For now the Estate's only motive appear to be commercial anyway, so whether they choose that this song is good or harmful to their business is up to them, maybe they will not release it and I don't care as long as they don't release a mutilated version. But eventually, long after we're gone, Extraloveable will have to be made public as such. There's no way around this.

[Edited 5/5/19 2:45am]

.
I agree with it all, except that "the vault will become public domain".
.

– The copyright in compositions will enter the public domain after 50-75 years (depending on territory), unless they are renewed.
.
– The copyright in the actual sound recordings will theoretically enter public domain after 120 years under the current US legislation, but that does NOT mean that whoever owns the vault at that time will be forced by law to turn the tapes/hard drives in to the government or to any organisation and they will be released.
.
There's a distinction between ownership of an actual master tape reel (or hard drive or whatever format) and ownership of the sound recording on that tape. The sound recording may enter the public domain 120 years after it was made, but it can only do so if copies of it already exist outside of the ownership of the person who owns the original. In other words: if our grandchildren will still have bootleg copies of Prince tracks that are still unreleased officially 120 years after Prince made the recordings, those bootlegs will become legal and anyone will be free to sell copies of them.
.

*COMPLETE THE FOLLOWING*.
a) In the passage on the Prince vault and copyright, how long does it take for the copyright in compositions to enter the public domain?
b) Write the next paragraph or two of the passage on the Prince vault and copyright, continuing on from its last sentence.

*DATA BLOCK*.
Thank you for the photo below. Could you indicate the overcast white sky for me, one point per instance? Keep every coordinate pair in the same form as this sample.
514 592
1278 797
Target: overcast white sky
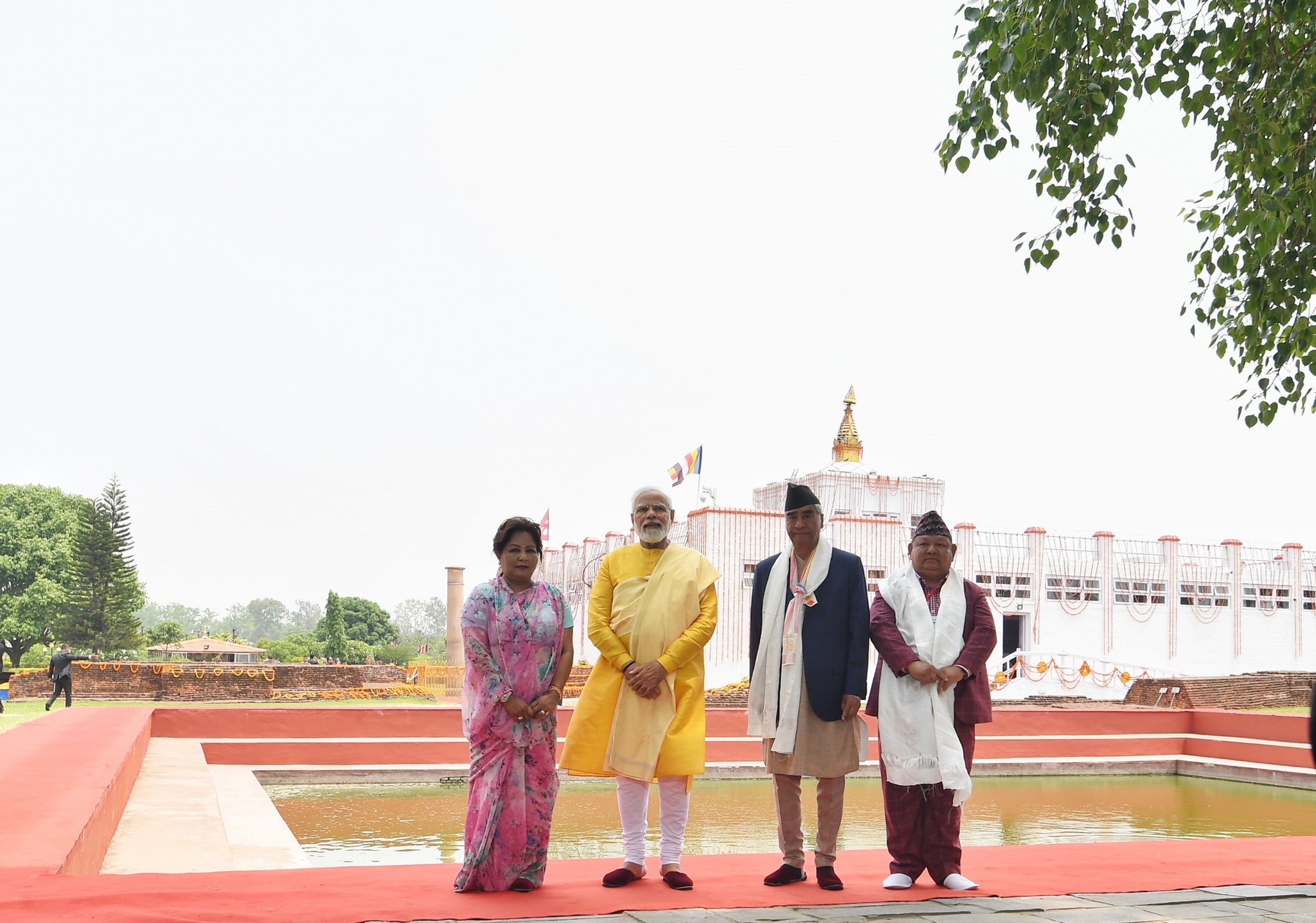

*TASK-BY-TASK ANSWERS*.
a) 50 to 75 years, depending on territory, unless it is renewed.

b)
As for the recordings in the Prince Vault that have not been leaked by the time they turn 120 years old: they can only enter the public domain theoretically, as no-one will have copies of them apart from the person who owns the actual tapes (or hard drives) that contain the recordings. The owner of those physical items cannot be forced to give up their posession, they will still be free to keep, or to destroy, or to sell those tapes and hard drives. Or they can choose to release the recordings on those tapes and hard drives: in that case the moment that such a 120+ years old recording is released, it enters the public domain, so the sound recording on that release can immediately be copied freely by anyone – but only the recording that was made more than 120 years ago, not the cover artwork or any other element of that release. And if the owner of the vault did wait that long before deciding to release a certain recording, I'm sure that they will find a way to avoid immediately loosing that recording to the public – so perhaps they will make a remix with newly recorded material just to avoid the original recording entering the public domain.
.

Ha! Interesting corrections, thanks. What will be the commercial value of Prince's catalogue in 120 years? If civilization hasn't collapsed by then human life, society, economy and income will have morphed so drastically that it's impossible to know whether music is still being sold and how.

.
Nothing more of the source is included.